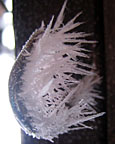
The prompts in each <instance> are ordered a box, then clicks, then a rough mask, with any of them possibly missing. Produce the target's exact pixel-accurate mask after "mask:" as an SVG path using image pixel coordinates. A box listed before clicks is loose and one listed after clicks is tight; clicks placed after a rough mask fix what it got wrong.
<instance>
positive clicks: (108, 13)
mask: <svg viewBox="0 0 115 144" xmlns="http://www.w3.org/2000/svg"><path fill="white" fill-rule="evenodd" d="M63 2H64V0H28V1H27V0H23V1H22V0H13V15H14V18H13V20H14V30H15V40H16V51H15V54H16V56H17V55H18V53H19V52H20V50H21V49H22V46H23V45H24V44H25V42H26V41H27V39H28V38H29V36H30V35H31V33H32V32H33V31H34V30H35V29H36V28H38V27H39V26H40V24H41V21H42V20H44V21H45V24H48V23H49V21H50V19H51V17H52V15H55V17H56V16H57V15H58V13H59V11H60V9H61V7H62V5H63ZM80 11H82V12H83V14H82V16H80V18H79V21H83V22H86V24H85V25H83V26H82V27H80V29H79V30H81V31H85V32H90V33H93V35H92V37H91V38H92V39H94V40H97V41H98V43H97V45H96V49H95V51H94V52H95V56H94V57H95V61H96V64H97V68H98V69H99V70H100V74H101V75H103V83H102V85H101V91H102V94H103V96H104V98H105V100H104V101H102V102H99V108H100V110H101V111H106V115H105V116H103V117H100V118H98V119H96V121H95V122H92V125H93V127H94V129H93V130H87V129H85V130H79V131H75V132H70V133H68V134H64V135H61V136H59V139H55V142H54V143H55V144H107V143H108V144H115V126H114V125H115V117H114V115H115V112H114V111H115V105H114V100H115V88H114V87H115V75H114V72H115V48H114V47H115V40H114V39H115V28H114V27H115V1H114V0H103V1H102V0H68V3H67V7H66V12H65V19H64V22H66V21H68V20H70V19H71V18H72V17H74V16H75V15H76V14H77V13H78V12H80ZM21 136H22V144H50V142H49V141H45V140H37V139H33V138H32V137H30V136H27V135H26V134H25V133H24V132H23V131H22V132H21Z"/></svg>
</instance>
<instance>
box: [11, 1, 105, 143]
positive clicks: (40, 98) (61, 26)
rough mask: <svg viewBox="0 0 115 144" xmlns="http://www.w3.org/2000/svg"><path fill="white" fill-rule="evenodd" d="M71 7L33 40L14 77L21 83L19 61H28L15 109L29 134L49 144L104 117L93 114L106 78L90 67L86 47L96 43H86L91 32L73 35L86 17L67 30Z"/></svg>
mask: <svg viewBox="0 0 115 144" xmlns="http://www.w3.org/2000/svg"><path fill="white" fill-rule="evenodd" d="M66 3H67V1H65V3H64V5H63V7H62V9H61V12H60V14H59V16H58V18H57V20H56V22H55V24H53V21H54V16H53V17H52V19H51V21H50V23H49V25H48V26H47V27H45V25H44V23H43V22H42V26H41V28H39V29H37V30H36V31H35V32H34V33H33V34H32V36H31V37H30V39H29V40H28V41H27V43H26V45H25V46H24V47H23V50H22V51H21V53H20V55H19V56H18V59H17V61H16V64H15V65H14V69H13V70H12V73H11V74H12V75H13V74H14V77H15V75H16V73H18V72H17V71H15V67H16V65H17V64H18V67H20V66H19V62H18V61H20V59H22V60H25V61H26V64H24V62H23V72H22V73H23V74H22V75H20V77H19V78H18V81H17V83H16V84H17V85H18V84H19V83H22V84H21V87H20V90H19V91H17V92H16V95H14V97H12V98H11V104H12V107H13V109H14V111H15V112H14V113H15V114H16V117H17V119H18V121H19V122H20V124H21V126H22V128H23V130H24V131H25V132H26V133H27V134H29V135H32V136H34V137H36V138H38V139H40V138H43V139H46V140H49V141H53V139H54V138H57V137H58V135H59V134H64V133H67V132H68V131H71V130H77V129H81V128H90V127H88V126H87V125H85V123H84V122H86V121H88V120H92V119H94V118H96V117H98V116H101V115H103V112H102V113H97V112H96V110H95V109H94V108H93V107H95V105H96V101H95V98H100V96H99V94H98V92H97V91H96V88H95V87H96V85H98V84H100V77H99V76H98V74H97V73H96V72H95V68H94V63H86V62H85V59H86V60H87V59H88V58H89V53H90V51H89V50H88V49H86V48H84V47H83V46H82V44H84V43H86V44H89V43H94V41H90V40H86V39H85V37H87V36H88V34H86V33H85V32H73V31H74V29H75V28H77V27H79V26H80V25H81V24H82V23H81V22H75V21H76V19H77V18H78V16H79V15H80V14H81V13H79V14H77V15H76V16H75V17H74V18H73V19H71V20H70V21H69V22H67V23H66V24H63V19H64V10H65V7H66ZM29 47H31V50H30V49H29ZM80 59H84V61H81V60H80ZM21 65H22V64H21ZM19 71H21V69H20V68H19ZM10 79H11V80H10V81H13V80H12V79H13V78H12V77H11V78H10ZM10 83H11V82H10ZM16 84H15V85H16ZM13 88H14V89H15V86H14V87H13ZM13 88H11V89H12V90H11V91H13V92H14V90H13ZM16 90H17V89H16ZM17 99H18V100H17ZM92 106H93V107H92Z"/></svg>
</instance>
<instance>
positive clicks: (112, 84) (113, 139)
mask: <svg viewBox="0 0 115 144" xmlns="http://www.w3.org/2000/svg"><path fill="white" fill-rule="evenodd" d="M104 28H105V33H104V36H105V49H106V51H105V58H106V82H107V117H108V144H115V1H114V0H104Z"/></svg>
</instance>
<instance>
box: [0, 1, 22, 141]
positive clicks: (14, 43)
mask: <svg viewBox="0 0 115 144" xmlns="http://www.w3.org/2000/svg"><path fill="white" fill-rule="evenodd" d="M12 20H13V15H12V0H0V97H1V99H0V141H1V143H3V144H8V143H9V144H20V143H21V136H20V127H19V125H18V123H17V121H16V120H15V118H14V115H13V112H12V109H11V107H10V103H9V96H8V78H9V74H10V71H11V68H12V65H13V63H14V59H15V56H14V48H15V40H14V30H13V24H12Z"/></svg>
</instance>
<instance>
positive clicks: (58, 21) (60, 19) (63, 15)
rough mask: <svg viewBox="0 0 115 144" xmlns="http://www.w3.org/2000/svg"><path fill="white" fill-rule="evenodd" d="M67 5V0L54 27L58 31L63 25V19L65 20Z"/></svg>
mask: <svg viewBox="0 0 115 144" xmlns="http://www.w3.org/2000/svg"><path fill="white" fill-rule="evenodd" d="M66 4H67V0H65V2H64V4H63V7H62V9H61V11H60V14H59V16H58V18H57V20H56V22H55V25H54V29H58V28H59V26H60V25H61V24H62V23H63V18H64V10H65V7H66Z"/></svg>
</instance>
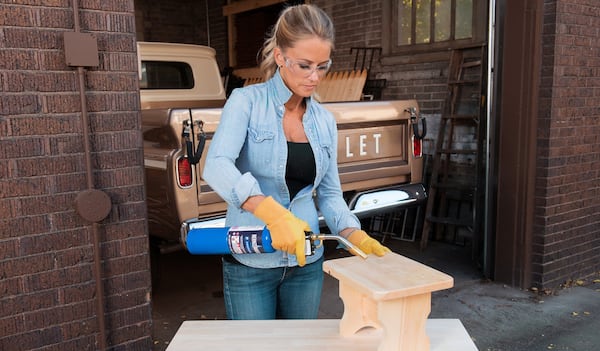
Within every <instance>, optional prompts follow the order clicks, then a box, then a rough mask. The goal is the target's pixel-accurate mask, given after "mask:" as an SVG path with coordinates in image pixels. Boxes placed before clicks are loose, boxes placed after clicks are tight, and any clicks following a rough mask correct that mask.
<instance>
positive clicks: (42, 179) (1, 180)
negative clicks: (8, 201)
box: [0, 177, 49, 197]
mask: <svg viewBox="0 0 600 351" xmlns="http://www.w3.org/2000/svg"><path fill="white" fill-rule="evenodd" d="M0 193H2V194H4V196H5V197H16V196H34V195H44V194H48V193H49V181H48V178H45V177H35V178H23V179H7V180H0Z"/></svg>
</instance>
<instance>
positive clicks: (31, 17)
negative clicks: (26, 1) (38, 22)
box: [0, 4, 36, 27]
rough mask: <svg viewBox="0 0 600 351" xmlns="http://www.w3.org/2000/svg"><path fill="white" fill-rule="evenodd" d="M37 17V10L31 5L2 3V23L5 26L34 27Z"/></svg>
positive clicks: (17, 26)
mask: <svg viewBox="0 0 600 351" xmlns="http://www.w3.org/2000/svg"><path fill="white" fill-rule="evenodd" d="M35 18H36V13H35V10H34V9H32V8H30V7H25V6H10V5H7V4H0V23H2V25H3V26H14V27H34V26H36V19H35Z"/></svg>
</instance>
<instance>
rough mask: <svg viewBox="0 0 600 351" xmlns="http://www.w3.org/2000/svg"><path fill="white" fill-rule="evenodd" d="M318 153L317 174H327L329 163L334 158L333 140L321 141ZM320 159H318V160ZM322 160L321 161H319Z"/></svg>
mask: <svg viewBox="0 0 600 351" xmlns="http://www.w3.org/2000/svg"><path fill="white" fill-rule="evenodd" d="M318 145H319V148H318V155H315V161H316V166H317V174H321V175H323V174H325V172H327V169H328V167H329V164H330V163H331V162H332V159H333V158H334V155H333V147H332V145H331V142H327V141H321V142H319V144H318ZM317 160H318V161H317ZM319 161H320V162H319Z"/></svg>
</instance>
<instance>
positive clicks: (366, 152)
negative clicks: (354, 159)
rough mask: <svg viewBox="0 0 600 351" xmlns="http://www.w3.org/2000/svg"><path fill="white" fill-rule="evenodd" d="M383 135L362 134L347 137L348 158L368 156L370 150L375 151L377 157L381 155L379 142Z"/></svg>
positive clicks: (346, 154) (347, 149)
mask: <svg viewBox="0 0 600 351" xmlns="http://www.w3.org/2000/svg"><path fill="white" fill-rule="evenodd" d="M380 140H381V134H380V133H375V134H371V135H367V134H360V135H353V136H347V137H346V157H348V158H351V157H354V156H355V154H356V155H358V156H367V155H368V152H369V150H373V152H374V153H375V155H378V154H379V142H380Z"/></svg>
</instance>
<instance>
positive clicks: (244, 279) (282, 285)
mask: <svg viewBox="0 0 600 351" xmlns="http://www.w3.org/2000/svg"><path fill="white" fill-rule="evenodd" d="M322 288H323V257H321V258H320V259H319V260H318V261H316V262H314V263H310V264H307V265H305V266H304V267H299V266H296V267H278V268H252V267H248V266H245V265H243V264H241V263H238V262H237V261H235V259H234V258H232V257H229V258H224V259H223V293H224V297H225V309H226V311H227V318H228V319H316V318H317V315H318V313H319V304H320V302H321V290H322Z"/></svg>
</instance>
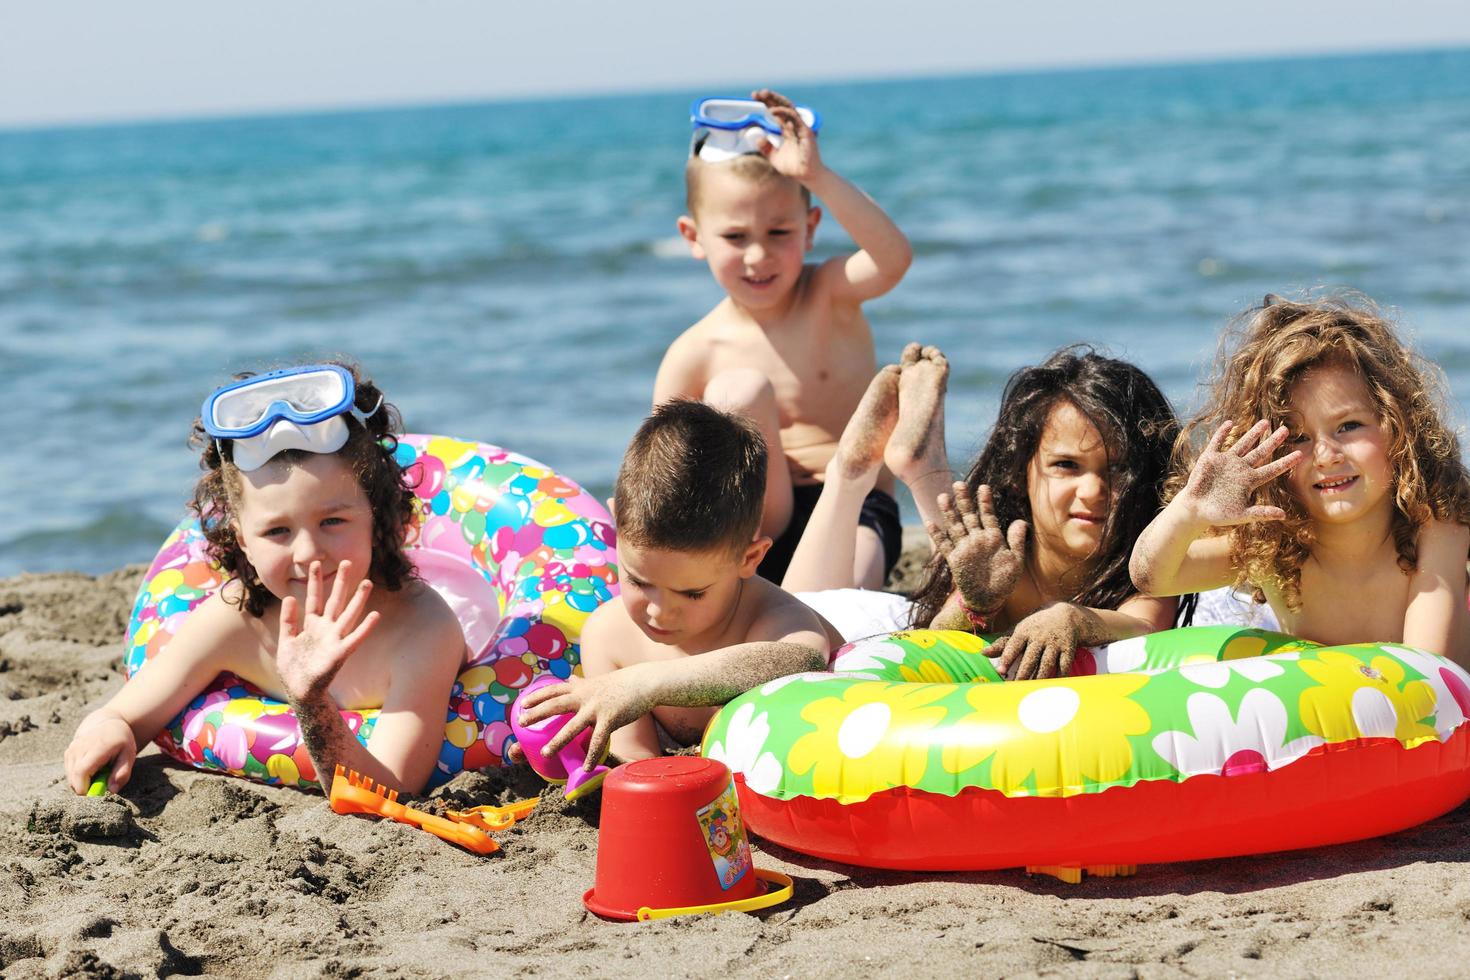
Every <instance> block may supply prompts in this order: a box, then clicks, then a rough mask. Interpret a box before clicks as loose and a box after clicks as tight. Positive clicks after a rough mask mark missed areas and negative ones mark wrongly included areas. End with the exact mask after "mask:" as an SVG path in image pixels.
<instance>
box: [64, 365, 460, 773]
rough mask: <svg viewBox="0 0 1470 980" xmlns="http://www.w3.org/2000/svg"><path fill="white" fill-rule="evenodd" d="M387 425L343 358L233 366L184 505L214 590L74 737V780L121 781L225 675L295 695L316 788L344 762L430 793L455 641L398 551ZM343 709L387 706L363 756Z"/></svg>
mask: <svg viewBox="0 0 1470 980" xmlns="http://www.w3.org/2000/svg"><path fill="white" fill-rule="evenodd" d="M397 430H400V422H398V413H397V410H395V408H394V407H392V406H390V404H387V403H385V401H384V398H382V392H381V391H379V389H378V386H376V385H373V383H372V382H370V381H368V379H365V378H362V376H360V373H359V372H357V369H356V367H354V366H351V364H335V363H334V364H309V366H304V367H294V369H287V370H279V372H270V373H268V375H259V376H253V375H240V376H238V378H237V381H235V382H234V383H231V385H225V386H223V388H219V389H218V391H215V394H213V395H210V398H209V400H206V403H204V413H203V417H201V419H198V420H196V423H194V433H193V439H191V442H194V444H197V445H200V447H201V448H203V457H201V460H200V469H203V470H204V475H203V476H201V478H200V480H198V483H197V485H196V488H194V500H193V510H194V511H196V513H197V514H198V519H200V523H201V526H203V530H204V536H206V538H207V541H209V552H210V557H212V558H213V560H215V561H216V563H218V564H219V567H221V569H222V570H223V573H225V576H226V580H225V585H223V586H222V588H221V589H219V591H218V592H215V594H213V595H210V597H209V598H207V599H204V601H203V602H201V604H200V605H198V607H196V608H194V610H193V611H191V613H190V616H188V619H187V620H185V621H184V623H182V626H181V627H179V630H178V633H176V635H175V636H173V639H172V641H171V642H169V645H168V646H166V648H165V649H162V651H160V652H159V655H157V657H154V658H153V660H150V661H148V664H147V667H146V669H144V670H141V671H138V673H137V674H134V676H132V677H131V679H129V680H128V682H126V683H125V685H123V688H122V691H119V692H118V693H116V695H115V696H113V698H112V699H110V701H109V702H107V704H106V705H103V707H101V708H98V710H97V711H94V713H91V714H90V716H87V718H85V720H84V721H82V723H81V726H79V727H78V729H76V735H75V736H73V738H72V743H71V745H69V746H68V749H66V758H65V763H66V779H68V783H69V785H71V786H72V789H73V790H76V792H78V793H82V792H85V790H87V783H88V780H90V779H91V774H93V773H96V771H97V770H98V768H101V767H103V765H107V764H109V763H110V765H112V776H110V777H109V789H112V790H116V789H119V788H121V786H122V785H125V783H126V782H128V777H129V776H131V773H132V764H134V757H135V755H137V752H138V749H140V748H141V746H144V745H147V743H148V742H150V741H151V739H153V738H154V736H156V735H157V733H159V732H160V730H162V729H163V727H165V724H168V721H169V720H171V718H172V717H175V716H176V714H178V713H179V711H181V710H182V708H184V707H185V705H187V704H188V702H190V701H191V699H193V698H194V696H196V695H198V692H200V691H203V689H204V688H206V686H207V685H209V683H210V682H212V680H213V679H215V677H216V676H218V674H221V673H232V674H235V676H238V677H243V679H244V680H248V682H250V683H253V685H256V686H257V688H260V689H262V691H265V692H266V693H268V695H270V696H273V698H279V699H282V701H288V702H290V704H291V707H293V708H294V711H295V717H297V720H298V721H300V724H301V738H303V742H304V745H306V748H307V752H309V754H310V757H312V765H313V767H315V770H316V774H318V779H319V780H320V783H322V789H323V792H325V790H326V789H328V788H329V783H331V779H332V773H334V770H335V767H337V765H338V764H341V765H345V767H347V768H354V770H357V771H360V773H363V774H366V776H369V777H372V779H373V780H376V782H379V783H382V785H385V786H390V788H397V789H401V790H407V792H419V790H420V789H422V788H423V785H425V783H426V782H428V779H429V774H431V773H432V770H434V763H435V758H437V755H438V751H440V743H441V741H442V726H444V705H445V704H448V698H450V688H451V685H453V683H454V674H456V671H457V670H459V667H460V663H462V660H463V655H465V636H463V633H462V630H460V624H459V620H457V619H456V616H454V613H453V610H450V607H448V604H445V601H444V599H442V598H440V595H438V594H437V592H435V591H434V589H431V588H429V586H428V585H425V583H423V582H422V580H419V577H417V574H416V573H415V569H413V566H412V564H410V561H409V558H407V555H406V554H404V541H406V536H407V535H410V533H413V530H415V527H416V517H417V514H416V505H415V495H413V491H412V489H410V488H409V485H407V483H406V482H404V472H403V469H401V467H400V466H398V463H397V461H395V458H394V448H395V445H397V442H395V439H394V432H397ZM338 708H381V710H382V714H381V716H379V720H378V723H376V727H375V729H373V733H372V738H370V741H369V745H368V748H363V746H362V745H360V743H359V742H357V739H356V738H354V736H353V733H351V732H350V730H348V729H347V724H345V723H344V721H343V717H341V714H340V713H338Z"/></svg>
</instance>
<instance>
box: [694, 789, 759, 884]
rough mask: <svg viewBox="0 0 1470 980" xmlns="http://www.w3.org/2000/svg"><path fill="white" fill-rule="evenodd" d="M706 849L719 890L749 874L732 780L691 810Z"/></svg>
mask: <svg viewBox="0 0 1470 980" xmlns="http://www.w3.org/2000/svg"><path fill="white" fill-rule="evenodd" d="M694 815H695V817H697V818H698V821H700V832H701V833H703V835H704V845H706V846H707V848H709V849H710V861H713V862H714V874H716V876H717V877H719V879H720V887H722V889H726V890H728V889H729V887H731V886H732V884H735V882H739V880H741V879H742V877H745V873H747V871H750V865H751V861H750V842H748V840H747V839H745V824H742V823H741V820H739V808H738V805H736V802H735V780H734V779H732V780H731V782H729V785H728V786H726V788H725V792H722V793H720V795H719V796H716V798H714V799H711V801H710V802H707V804H706V805H703V807H700V808H698V810H695V811H694Z"/></svg>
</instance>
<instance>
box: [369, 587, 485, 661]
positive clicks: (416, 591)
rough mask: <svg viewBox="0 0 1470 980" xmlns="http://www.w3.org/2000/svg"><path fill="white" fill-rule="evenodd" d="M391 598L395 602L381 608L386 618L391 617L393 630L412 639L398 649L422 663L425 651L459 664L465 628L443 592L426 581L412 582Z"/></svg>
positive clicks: (393, 633)
mask: <svg viewBox="0 0 1470 980" xmlns="http://www.w3.org/2000/svg"><path fill="white" fill-rule="evenodd" d="M392 598H394V601H392V604H391V605H390V607H388V608H385V610H382V613H384V616H385V617H392V621H391V623H390V626H391V633H392V636H395V638H412V642H400V644H397V645H395V646H397V649H400V651H401V652H403V654H404V655H412V657H413V658H415V661H416V663H420V664H422V663H423V661H422V657H423V654H425V652H429V654H437V655H440V657H442V660H445V661H450V660H453V661H454V663H456V664H457V663H459V661H460V660H463V655H465V627H463V626H460V621H459V617H457V616H456V614H454V610H453V608H450V604H448V602H445V601H444V597H442V595H440V594H438V592H435V591H434V589H432V588H431V586H429V585H425V583H423V582H409V583H406V585H404V586H403V588H401V589H398V592H397V594H394V595H392Z"/></svg>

■ ■ ■ ■ ■

# Directions for this task:
Within the entries above, the lines from the one containing "positive clicks: (366, 152)" through the one containing "box: [64, 365, 460, 773]" are to be transcribed exactly, ends included, pictures excluded.

# Solution for this problem:
positive clicks: (366, 152)
negative clicks: (354, 159)
rough mask: <svg viewBox="0 0 600 351" xmlns="http://www.w3.org/2000/svg"><path fill="white" fill-rule="evenodd" d="M383 135L362 134L347 137L348 158L368 156L370 150L375 151L377 157L381 155L379 142Z"/></svg>
positive clicks: (346, 154) (347, 149)
mask: <svg viewBox="0 0 600 351" xmlns="http://www.w3.org/2000/svg"><path fill="white" fill-rule="evenodd" d="M380 140H381V134H380V133H375V134H371V135H367V134H360V135H353V136H347V137H346V157H348V158H351V157H354V156H355V154H356V155H358V156H367V155H368V152H369V150H373V152H374V153H375V155H378V154H379V142H380Z"/></svg>
</instance>
<instance>
positive clicks: (244, 279) (282, 285)
mask: <svg viewBox="0 0 600 351" xmlns="http://www.w3.org/2000/svg"><path fill="white" fill-rule="evenodd" d="M322 288H323V257H321V258H320V259H319V260H318V261H316V262H314V263H310V264H307V265H305V266H304V267H299V266H296V267H278V268H252V267H248V266H245V265H243V264H241V263H238V262H237V261H235V259H234V258H232V257H229V258H224V259H223V293H224V297H225V309H226V311H227V318H228V319H316V318H317V315H318V313H319V304H320V302H321V290H322Z"/></svg>
</instance>
Every <instance> block may supply prompts in this order: a box, then clicks, then a rough mask. Interpret a box before clicks as loose and a box after clicks as tight. Positive clicks after a rough mask mark missed areas and negative ones mark wrongly included areas. End with the exact mask after "mask:" as an SVG path in image pixels.
<instance>
box: [64, 365, 460, 773]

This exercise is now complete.